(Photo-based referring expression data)
.....
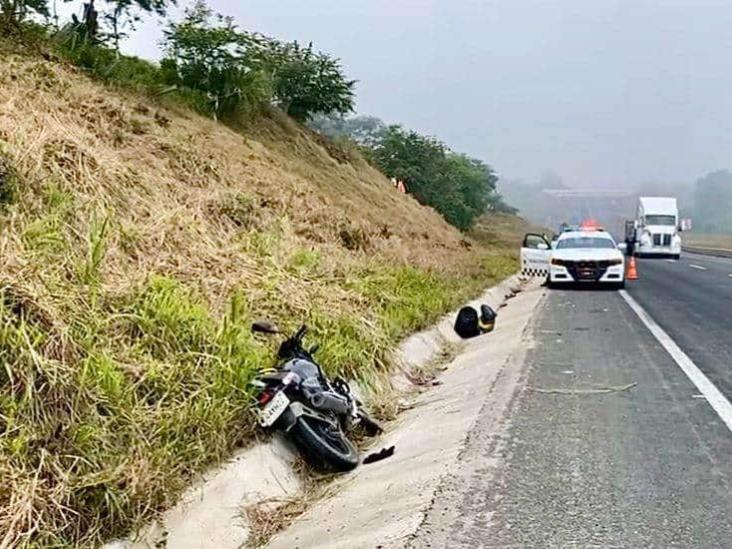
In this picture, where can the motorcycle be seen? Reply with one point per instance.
(298, 398)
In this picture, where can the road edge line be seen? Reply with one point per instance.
(714, 397)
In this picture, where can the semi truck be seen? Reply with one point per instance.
(656, 230)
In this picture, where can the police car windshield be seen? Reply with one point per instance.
(585, 242)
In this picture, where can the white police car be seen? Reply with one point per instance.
(578, 256)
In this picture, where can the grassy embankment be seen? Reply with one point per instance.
(137, 243)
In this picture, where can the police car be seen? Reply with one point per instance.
(584, 255)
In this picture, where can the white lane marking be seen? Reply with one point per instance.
(715, 398)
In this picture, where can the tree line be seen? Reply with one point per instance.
(221, 69)
(459, 187)
(224, 71)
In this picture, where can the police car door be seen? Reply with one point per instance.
(535, 252)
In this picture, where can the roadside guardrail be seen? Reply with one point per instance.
(702, 250)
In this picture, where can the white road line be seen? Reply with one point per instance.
(715, 398)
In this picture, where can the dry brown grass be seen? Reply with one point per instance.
(143, 240)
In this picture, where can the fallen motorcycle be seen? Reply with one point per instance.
(297, 397)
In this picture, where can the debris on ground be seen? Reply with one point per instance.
(378, 456)
(597, 391)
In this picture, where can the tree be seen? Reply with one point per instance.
(13, 13)
(126, 13)
(120, 15)
(457, 186)
(208, 54)
(307, 82)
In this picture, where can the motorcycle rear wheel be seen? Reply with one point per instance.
(324, 446)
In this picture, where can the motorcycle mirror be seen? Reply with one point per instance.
(264, 327)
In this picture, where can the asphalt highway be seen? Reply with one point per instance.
(609, 441)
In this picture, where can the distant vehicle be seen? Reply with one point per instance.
(657, 227)
(580, 256)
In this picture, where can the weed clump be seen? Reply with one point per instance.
(132, 268)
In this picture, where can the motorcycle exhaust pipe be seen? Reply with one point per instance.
(325, 401)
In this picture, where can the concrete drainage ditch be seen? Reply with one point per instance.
(210, 513)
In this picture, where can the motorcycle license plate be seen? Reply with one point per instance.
(274, 409)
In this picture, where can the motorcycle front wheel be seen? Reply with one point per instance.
(324, 445)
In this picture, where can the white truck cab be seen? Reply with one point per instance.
(657, 227)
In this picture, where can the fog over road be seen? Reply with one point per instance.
(644, 465)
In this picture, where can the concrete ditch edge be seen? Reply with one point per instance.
(384, 504)
(209, 514)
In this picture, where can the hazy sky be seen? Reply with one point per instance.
(601, 92)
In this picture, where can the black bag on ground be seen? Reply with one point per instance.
(466, 323)
(487, 319)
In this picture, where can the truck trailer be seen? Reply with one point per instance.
(656, 227)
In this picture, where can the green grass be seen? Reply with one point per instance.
(159, 388)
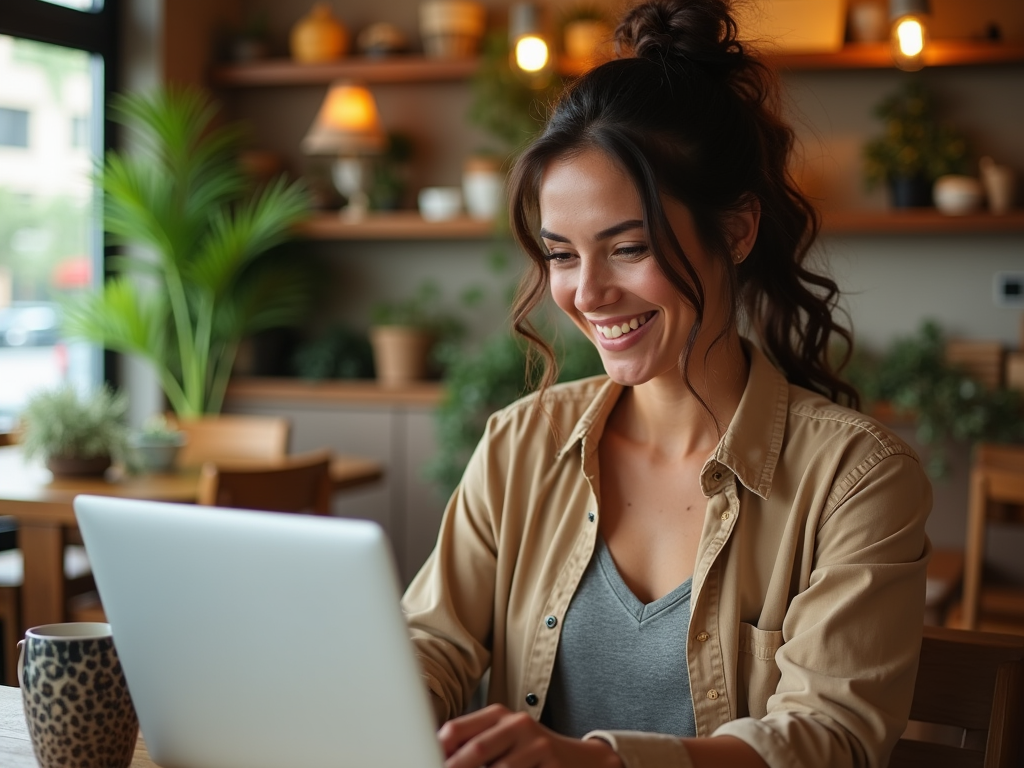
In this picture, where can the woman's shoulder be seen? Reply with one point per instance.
.....
## WHAT YOU WILL DO
Reprint every record exactly and skip the pictures.

## WRITTEN ANSWER
In this picture, where can the motorcycle be seen? Reply with one point per instance.
(298, 398)
In this picture, where can the road edge line be seen? Reply with one point per instance.
(714, 397)
In this picture, where can the semi truck be seen? Reply with one point per instance.
(656, 230)
In this picture, where can the police car windshield be seen? Reply with one point per instance.
(585, 242)
In this picture, where can the white police car be seen? Reply with one point per instance.
(578, 256)
In this picture, where can the grassy embankment be seen? Reply with one point per instance.
(137, 243)
In this picture, where can the police car be seen? Reply with one point per instance.
(584, 255)
In this picture, where can the white lane marking be seen? Reply with one point per instance.
(715, 398)
In this picture, where can the tree line be seen? Reply with one point per instance.
(221, 69)
(459, 187)
(224, 71)
In this picture, where can the police car door be seen? Reply with one point per instance.
(535, 252)
In this picture, where can the roadside guardrail be seen? Reply with one point per instance.
(702, 250)
In this picture, where can the white road line be seen? Reply with one point per instance.
(715, 398)
In this picture, where can the dry brown grass be seen? Reply with one point per instance.
(143, 240)
In this picture, where can the fallen motorcycle be seen? Reply with one point per instance.
(297, 397)
In this picture, where can the debris on ground be seen? Reply with one point per instance.
(378, 456)
(597, 391)
In this picture, where can the tree be seen? Reply with one point per instance.
(13, 13)
(126, 13)
(120, 15)
(457, 186)
(208, 54)
(307, 82)
In this picture, where can the motorcycle rear wheel be seen? Reply with one point per instance.
(324, 446)
In this picture, where can the motorcycle mirror be seen? Reply with one point per instance.
(264, 327)
In this picture, where can the asphalt highway be seen? Reply with one point per instance.
(609, 441)
In this picture, where can the distant vehicle be seen? Reply with one point per instance.
(657, 227)
(580, 256)
In this picture, where can the weed clump be seen? Reply with one point per instance.
(132, 268)
In this picture, where can the motorcycle exhaust pipe be seen? Reply with one point per instance.
(325, 401)
In this picture, where can the concrete drainage ditch be seen? Reply with one point per instance.
(210, 513)
In this picture, where can the motorcycle license plate be seen? Reply with one point per instance.
(274, 409)
In this picture, where can the motorcycle front wheel be seen? Reply with one point per instance.
(324, 445)
In this picture, where can the white truck cab be seen? Reply with one point per instance.
(657, 227)
In this picture, where can the fog over road be seen? Reply with one point per instance.
(644, 465)
In this picture, where can the concrete ditch edge be seen? Reply with one point per instance.
(384, 504)
(209, 514)
In this picture, where can the hazy sky be seen? Reply with one point per instance.
(601, 92)
In this picture, where can the black bag on ground be seen? Reply with one point per instance.
(466, 323)
(487, 319)
In this picture, where can the truck trailer be seen? Reply with one point per instance.
(656, 227)
In this picture, where can the green grass be seen? Reply with one point per instance.
(159, 388)
In this picture, where can the woman's shoulder be seen? Reply with one point per instance.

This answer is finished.